Data for this exercise:
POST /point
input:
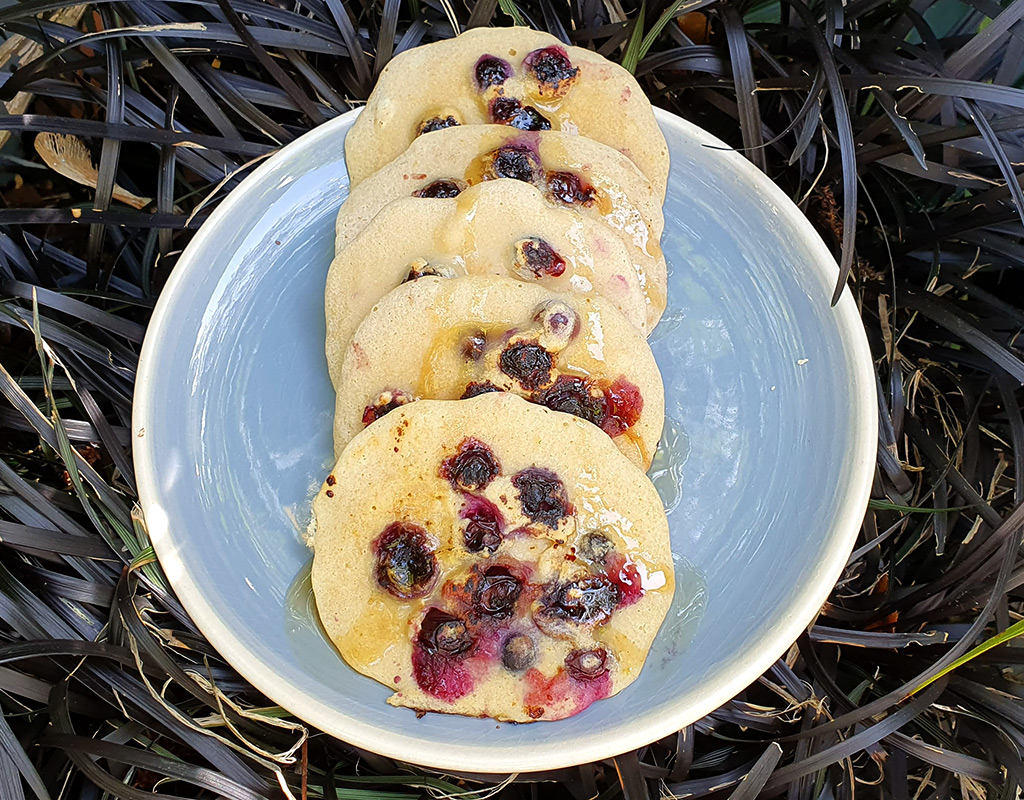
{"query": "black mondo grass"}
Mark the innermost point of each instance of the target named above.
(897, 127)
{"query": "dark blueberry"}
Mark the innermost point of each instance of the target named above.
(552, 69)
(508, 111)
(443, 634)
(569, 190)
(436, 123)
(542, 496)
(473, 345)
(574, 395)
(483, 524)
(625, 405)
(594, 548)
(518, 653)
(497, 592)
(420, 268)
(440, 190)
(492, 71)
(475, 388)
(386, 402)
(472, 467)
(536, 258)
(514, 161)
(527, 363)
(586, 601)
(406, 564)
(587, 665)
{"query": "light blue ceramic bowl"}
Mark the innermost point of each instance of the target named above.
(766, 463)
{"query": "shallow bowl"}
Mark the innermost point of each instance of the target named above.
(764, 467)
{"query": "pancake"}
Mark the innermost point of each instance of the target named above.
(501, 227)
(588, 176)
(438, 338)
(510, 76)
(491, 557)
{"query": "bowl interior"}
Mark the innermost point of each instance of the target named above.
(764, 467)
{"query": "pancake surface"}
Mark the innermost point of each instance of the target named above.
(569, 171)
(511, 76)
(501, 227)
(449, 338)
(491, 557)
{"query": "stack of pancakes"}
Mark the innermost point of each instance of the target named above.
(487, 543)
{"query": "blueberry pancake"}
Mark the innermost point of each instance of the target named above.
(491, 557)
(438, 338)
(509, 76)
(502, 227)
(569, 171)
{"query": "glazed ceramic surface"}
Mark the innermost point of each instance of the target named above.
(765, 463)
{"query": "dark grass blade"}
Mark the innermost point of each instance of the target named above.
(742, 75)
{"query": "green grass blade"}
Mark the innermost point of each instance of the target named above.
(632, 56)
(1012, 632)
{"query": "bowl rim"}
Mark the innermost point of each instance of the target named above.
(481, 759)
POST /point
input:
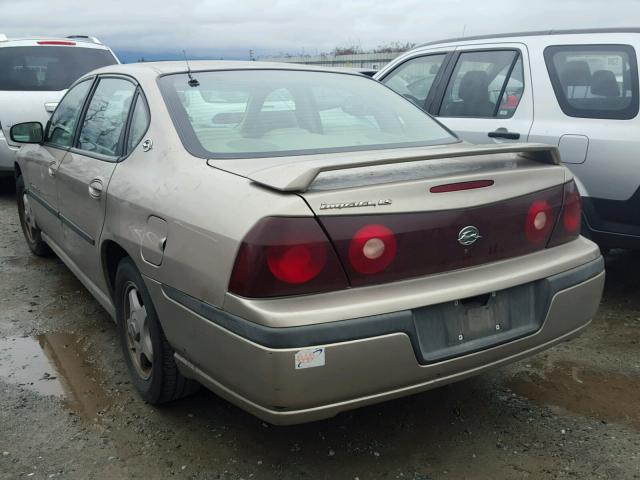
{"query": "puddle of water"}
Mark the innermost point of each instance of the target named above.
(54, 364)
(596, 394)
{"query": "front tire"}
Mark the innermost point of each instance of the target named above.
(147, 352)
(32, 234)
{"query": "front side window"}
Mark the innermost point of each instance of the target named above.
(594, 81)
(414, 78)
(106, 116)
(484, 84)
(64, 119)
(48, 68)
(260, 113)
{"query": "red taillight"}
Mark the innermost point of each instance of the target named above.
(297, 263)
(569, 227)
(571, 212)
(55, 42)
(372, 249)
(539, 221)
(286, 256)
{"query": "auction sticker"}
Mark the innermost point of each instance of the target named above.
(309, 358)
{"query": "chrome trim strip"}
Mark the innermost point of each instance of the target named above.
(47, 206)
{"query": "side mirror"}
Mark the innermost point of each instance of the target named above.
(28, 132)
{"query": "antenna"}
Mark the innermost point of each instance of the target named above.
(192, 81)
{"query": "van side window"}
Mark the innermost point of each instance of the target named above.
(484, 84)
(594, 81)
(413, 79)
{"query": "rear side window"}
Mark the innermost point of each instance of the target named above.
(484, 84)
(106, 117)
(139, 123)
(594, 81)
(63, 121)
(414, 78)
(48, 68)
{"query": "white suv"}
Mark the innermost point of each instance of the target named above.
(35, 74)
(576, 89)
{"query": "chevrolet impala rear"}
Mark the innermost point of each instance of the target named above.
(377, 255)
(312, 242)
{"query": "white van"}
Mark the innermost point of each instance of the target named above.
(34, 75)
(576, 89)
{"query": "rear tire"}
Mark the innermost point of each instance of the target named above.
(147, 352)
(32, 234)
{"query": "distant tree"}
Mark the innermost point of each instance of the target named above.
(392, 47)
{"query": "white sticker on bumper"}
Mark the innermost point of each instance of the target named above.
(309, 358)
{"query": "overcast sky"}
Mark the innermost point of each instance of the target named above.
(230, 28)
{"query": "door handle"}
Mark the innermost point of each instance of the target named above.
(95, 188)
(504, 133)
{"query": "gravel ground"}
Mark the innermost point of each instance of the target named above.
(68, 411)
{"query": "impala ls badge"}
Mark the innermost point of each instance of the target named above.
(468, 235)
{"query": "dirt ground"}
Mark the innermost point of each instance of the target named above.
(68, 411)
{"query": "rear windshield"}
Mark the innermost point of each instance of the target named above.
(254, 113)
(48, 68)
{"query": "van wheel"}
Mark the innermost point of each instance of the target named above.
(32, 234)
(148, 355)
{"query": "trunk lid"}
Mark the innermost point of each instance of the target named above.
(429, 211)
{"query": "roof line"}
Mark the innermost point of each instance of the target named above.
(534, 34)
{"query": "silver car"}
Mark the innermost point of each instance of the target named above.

Task goal: Pull out each line of the data above that contains the string "rear", and list those lines in their original order.

Exercise result:
{"query": "rear side window"}
{"query": "chevrolet impala rear"}
{"query": "rear tire"}
{"query": "rear windshield"}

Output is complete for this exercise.